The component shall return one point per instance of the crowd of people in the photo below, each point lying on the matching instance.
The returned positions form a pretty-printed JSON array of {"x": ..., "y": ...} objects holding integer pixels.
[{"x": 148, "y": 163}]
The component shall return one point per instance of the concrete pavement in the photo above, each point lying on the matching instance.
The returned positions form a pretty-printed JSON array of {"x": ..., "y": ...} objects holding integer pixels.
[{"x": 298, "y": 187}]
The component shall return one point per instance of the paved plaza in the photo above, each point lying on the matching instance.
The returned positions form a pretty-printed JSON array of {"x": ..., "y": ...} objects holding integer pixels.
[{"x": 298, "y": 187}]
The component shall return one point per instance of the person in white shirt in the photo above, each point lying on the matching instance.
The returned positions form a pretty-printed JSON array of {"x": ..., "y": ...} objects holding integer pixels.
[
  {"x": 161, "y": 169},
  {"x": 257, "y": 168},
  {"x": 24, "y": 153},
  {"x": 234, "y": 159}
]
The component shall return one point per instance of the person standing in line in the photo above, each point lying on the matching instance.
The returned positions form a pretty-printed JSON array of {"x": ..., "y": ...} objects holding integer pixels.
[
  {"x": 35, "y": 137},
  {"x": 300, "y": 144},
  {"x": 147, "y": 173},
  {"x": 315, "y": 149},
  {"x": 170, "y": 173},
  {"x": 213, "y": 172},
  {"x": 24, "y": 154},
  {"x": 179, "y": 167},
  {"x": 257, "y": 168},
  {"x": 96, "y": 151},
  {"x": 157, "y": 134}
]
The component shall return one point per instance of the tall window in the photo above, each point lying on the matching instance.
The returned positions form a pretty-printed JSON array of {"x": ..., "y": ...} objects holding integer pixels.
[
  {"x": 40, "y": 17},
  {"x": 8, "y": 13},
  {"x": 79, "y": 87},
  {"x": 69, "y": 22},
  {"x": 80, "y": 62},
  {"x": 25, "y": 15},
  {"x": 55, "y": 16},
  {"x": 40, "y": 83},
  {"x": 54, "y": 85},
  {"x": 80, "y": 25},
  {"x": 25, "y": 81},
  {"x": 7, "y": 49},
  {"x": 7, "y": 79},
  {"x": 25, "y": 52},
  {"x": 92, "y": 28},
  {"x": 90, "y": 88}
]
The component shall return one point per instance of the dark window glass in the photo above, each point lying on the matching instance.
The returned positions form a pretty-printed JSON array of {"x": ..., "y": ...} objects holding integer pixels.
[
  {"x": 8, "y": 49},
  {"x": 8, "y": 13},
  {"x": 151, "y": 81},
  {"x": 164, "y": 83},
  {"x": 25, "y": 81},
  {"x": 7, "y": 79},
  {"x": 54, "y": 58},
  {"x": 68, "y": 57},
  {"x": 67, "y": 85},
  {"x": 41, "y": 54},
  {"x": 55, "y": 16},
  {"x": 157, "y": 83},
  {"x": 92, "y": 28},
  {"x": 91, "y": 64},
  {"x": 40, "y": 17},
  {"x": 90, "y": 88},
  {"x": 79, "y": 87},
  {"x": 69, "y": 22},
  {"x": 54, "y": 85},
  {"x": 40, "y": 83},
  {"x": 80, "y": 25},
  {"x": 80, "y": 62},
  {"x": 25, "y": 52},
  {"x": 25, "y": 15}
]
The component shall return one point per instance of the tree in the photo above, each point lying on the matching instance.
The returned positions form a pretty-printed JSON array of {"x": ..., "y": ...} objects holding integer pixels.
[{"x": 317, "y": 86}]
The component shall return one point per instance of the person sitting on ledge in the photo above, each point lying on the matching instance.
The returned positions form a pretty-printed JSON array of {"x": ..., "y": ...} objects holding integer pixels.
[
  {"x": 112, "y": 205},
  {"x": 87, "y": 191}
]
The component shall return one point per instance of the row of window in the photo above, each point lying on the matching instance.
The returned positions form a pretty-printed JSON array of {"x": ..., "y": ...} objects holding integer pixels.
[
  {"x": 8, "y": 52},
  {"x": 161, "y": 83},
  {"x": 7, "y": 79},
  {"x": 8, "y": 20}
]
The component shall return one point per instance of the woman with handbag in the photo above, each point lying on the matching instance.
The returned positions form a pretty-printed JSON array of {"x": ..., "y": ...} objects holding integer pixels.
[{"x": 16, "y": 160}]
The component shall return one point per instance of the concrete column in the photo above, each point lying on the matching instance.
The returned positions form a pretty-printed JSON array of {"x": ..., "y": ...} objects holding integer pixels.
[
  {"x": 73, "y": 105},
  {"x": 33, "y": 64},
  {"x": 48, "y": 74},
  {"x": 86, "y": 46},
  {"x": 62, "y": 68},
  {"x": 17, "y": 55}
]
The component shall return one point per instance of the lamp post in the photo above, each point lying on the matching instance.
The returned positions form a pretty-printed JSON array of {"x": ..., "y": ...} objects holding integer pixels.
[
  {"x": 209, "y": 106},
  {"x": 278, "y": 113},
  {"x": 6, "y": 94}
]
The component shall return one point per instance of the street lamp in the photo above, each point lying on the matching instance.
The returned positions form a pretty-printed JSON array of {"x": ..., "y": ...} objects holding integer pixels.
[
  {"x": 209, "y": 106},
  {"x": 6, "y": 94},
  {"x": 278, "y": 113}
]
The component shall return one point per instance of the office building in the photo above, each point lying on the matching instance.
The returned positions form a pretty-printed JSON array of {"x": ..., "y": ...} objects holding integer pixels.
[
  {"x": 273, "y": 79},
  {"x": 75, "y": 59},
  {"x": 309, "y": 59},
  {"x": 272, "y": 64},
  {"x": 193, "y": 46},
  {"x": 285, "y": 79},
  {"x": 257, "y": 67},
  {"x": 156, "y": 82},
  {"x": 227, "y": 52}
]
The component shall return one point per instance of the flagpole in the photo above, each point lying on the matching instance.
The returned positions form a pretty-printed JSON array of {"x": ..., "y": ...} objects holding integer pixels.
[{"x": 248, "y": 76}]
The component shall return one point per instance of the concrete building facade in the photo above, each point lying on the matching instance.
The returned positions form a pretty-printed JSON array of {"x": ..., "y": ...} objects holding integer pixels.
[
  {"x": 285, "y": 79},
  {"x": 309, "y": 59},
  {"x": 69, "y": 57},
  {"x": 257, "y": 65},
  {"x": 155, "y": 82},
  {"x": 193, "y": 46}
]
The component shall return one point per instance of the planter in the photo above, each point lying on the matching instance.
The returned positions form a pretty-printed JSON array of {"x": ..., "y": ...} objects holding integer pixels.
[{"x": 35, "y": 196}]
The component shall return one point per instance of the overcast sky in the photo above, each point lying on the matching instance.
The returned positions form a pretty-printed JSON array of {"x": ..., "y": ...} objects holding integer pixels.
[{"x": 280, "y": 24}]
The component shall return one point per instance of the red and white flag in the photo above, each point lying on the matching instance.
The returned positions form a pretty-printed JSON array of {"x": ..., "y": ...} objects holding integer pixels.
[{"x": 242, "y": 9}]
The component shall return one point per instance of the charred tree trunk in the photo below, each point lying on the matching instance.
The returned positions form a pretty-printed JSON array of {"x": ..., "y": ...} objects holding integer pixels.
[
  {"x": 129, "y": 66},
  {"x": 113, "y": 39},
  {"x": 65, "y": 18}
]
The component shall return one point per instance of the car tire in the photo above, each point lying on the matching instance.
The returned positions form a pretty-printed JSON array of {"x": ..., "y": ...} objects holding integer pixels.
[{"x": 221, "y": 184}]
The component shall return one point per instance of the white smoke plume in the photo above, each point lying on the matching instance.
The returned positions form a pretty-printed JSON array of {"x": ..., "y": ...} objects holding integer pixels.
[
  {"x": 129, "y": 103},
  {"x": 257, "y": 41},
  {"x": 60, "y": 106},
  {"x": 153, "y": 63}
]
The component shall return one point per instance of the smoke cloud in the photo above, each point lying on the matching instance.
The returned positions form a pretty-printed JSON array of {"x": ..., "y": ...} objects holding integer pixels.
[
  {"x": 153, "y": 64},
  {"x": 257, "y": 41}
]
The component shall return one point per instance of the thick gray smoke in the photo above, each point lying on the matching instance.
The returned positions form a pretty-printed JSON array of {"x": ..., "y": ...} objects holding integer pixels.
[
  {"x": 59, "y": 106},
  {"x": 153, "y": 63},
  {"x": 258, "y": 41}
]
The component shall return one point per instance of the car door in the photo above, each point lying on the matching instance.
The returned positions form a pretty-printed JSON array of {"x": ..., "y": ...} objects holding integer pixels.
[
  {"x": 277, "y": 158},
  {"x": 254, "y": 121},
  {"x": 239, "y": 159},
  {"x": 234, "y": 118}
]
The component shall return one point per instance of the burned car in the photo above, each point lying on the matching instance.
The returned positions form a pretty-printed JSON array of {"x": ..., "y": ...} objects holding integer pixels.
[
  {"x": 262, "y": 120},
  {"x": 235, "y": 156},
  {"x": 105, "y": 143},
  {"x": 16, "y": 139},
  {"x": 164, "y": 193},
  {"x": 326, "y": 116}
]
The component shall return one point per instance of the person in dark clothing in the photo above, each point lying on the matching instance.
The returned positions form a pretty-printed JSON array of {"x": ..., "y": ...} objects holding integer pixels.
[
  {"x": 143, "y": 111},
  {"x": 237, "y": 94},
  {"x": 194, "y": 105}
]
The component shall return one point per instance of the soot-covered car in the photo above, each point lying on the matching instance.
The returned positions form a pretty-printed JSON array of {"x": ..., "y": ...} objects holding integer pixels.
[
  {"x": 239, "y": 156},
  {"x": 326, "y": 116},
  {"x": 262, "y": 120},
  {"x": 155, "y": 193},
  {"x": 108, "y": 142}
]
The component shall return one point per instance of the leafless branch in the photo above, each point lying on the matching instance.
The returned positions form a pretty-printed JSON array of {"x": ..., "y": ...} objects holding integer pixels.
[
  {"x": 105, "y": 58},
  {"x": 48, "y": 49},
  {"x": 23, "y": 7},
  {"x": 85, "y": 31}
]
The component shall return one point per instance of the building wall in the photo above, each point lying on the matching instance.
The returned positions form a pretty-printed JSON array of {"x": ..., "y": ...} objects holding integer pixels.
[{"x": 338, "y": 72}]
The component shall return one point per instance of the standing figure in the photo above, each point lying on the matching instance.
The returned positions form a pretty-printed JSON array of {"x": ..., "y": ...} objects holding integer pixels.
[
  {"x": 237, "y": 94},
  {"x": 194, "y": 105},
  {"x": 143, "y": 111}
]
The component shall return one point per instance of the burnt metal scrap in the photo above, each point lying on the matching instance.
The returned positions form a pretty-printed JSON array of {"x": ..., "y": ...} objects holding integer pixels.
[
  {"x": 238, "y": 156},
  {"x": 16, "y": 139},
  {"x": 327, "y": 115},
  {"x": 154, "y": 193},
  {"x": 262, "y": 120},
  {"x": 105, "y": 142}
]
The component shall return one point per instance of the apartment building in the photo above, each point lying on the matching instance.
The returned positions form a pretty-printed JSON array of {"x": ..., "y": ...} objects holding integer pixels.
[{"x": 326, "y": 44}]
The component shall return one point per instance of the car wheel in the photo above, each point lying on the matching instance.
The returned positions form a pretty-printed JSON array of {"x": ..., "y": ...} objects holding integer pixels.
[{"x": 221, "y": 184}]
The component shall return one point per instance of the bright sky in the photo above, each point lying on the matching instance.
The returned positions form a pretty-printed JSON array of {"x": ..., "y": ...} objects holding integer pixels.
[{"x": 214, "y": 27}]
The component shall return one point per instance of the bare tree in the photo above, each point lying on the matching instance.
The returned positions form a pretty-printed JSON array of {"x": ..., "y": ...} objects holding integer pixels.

********

Task statement:
Write out, word for word, the line containing "the car wheel" and every line after it to the end of the data above.

Task response:
The component shall return one point per instance of the car wheel in the photo above, each point lying on the matching instance.
The returned positions form a pretty-printed JSON array of {"x": ..., "y": ...} objects holding integer pixels.
[{"x": 221, "y": 184}]
The component shall return one point per instance of the bright sky in the photo above, each point lying on the matching instance.
The returned positions form a pretty-printed JSON array of {"x": ..., "y": ...} objects holding integer pixels.
[{"x": 214, "y": 27}]
The component shall return one point per instance of the bare tree in the photo above, each point lying on the matching instance.
The returned positions form a pretty-printed JSON array of {"x": ..., "y": ...} objects holding integer pixels.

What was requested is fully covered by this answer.